» **Required work**
All of the records need to be retyped exactly, with no line dropped.

"""

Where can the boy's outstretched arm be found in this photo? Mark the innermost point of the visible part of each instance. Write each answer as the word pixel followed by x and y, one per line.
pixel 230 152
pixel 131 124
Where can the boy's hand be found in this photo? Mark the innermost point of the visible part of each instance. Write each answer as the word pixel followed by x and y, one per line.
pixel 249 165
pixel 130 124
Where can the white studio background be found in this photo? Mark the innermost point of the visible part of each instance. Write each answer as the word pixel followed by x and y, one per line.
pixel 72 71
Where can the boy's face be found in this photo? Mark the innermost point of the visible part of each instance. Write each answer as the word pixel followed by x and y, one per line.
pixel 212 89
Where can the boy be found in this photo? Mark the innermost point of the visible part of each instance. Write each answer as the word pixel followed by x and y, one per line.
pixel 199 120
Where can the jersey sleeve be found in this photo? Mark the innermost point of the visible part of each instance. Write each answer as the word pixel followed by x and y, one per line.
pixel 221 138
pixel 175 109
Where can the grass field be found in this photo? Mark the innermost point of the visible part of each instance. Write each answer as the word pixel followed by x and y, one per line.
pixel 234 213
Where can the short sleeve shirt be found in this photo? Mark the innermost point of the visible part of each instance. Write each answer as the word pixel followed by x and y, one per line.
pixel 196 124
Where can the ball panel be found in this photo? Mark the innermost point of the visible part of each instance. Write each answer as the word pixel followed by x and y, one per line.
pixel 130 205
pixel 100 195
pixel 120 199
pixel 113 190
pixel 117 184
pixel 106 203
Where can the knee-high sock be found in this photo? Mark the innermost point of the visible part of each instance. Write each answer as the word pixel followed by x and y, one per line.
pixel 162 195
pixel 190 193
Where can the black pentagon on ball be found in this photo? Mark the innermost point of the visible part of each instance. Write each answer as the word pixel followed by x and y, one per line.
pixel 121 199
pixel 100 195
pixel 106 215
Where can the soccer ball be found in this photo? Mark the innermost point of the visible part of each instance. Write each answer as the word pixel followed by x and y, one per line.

"""

» **Response area**
Where can the boy's outstretched arm be found in this photo? Mark the innermost point of the visible part of each instance. Write each answer as the word pixel followed by x and y, one per line.
pixel 230 152
pixel 131 124
Where can the boy's hand be found in this photo? Mark the innermost point of the visible part of each instance. Write each answer as the word pixel followed by x and y, one per line.
pixel 249 165
pixel 130 124
Where can the white studio background be found in this photo? Mark the innermost point of the visible part of each instance. Write each answer as the word pixel followed by x and y, one per line.
pixel 72 71
Where can the boy's face be found in this photo? Mark the innermost point of the visible part of each instance. Write each answer as the word pixel followed by x and y, one per line.
pixel 212 89
Where can the boy be found in this photo? Mark the innermost point of the visible part of each instance. Write each answer as the word pixel followed by x and y, one per line.
pixel 199 120
Where can the jersey sleeve be found in this photo? Mark the innermost point of the visible part of each instance. Write each answer as the word pixel followed by x and y, one per line.
pixel 221 138
pixel 175 109
Where can the grass field be found in this photo? Mark the innermost point of the visible part of each instance. Write each answer as the word pixel followed by x and y, one per line.
pixel 234 213
Where can the short sleeve shirt be found in this photo? Mark the innermost point of the visible part of each instance. Write each answer as the word pixel followed by x and y, one per line.
pixel 196 124
Where can the ball panel be found in this photo? Mark the innermost point of the visible part of each instance. Write each answer as the word pixel followed by x and y, one per line.
pixel 130 205
pixel 100 195
pixel 120 199
pixel 113 190
pixel 117 184
pixel 106 203
Where can the knee-high sock be found in this photo? Mark the innermost point of the visible part of each instance. Write each answer as the word pixel followed by x and y, one per line.
pixel 162 195
pixel 190 193
Where can the black pentagon on ball be found in this photo? Mark the innermost point of the visible part of each instance. Write each answer as the word pixel followed by x and y, one per line.
pixel 121 199
pixel 100 195
pixel 106 215
Where can the soccer ball be found in this photo? Mark the innermost point of the visible part of each instance. Write each answer as the word pixel followed by x and y, one per line.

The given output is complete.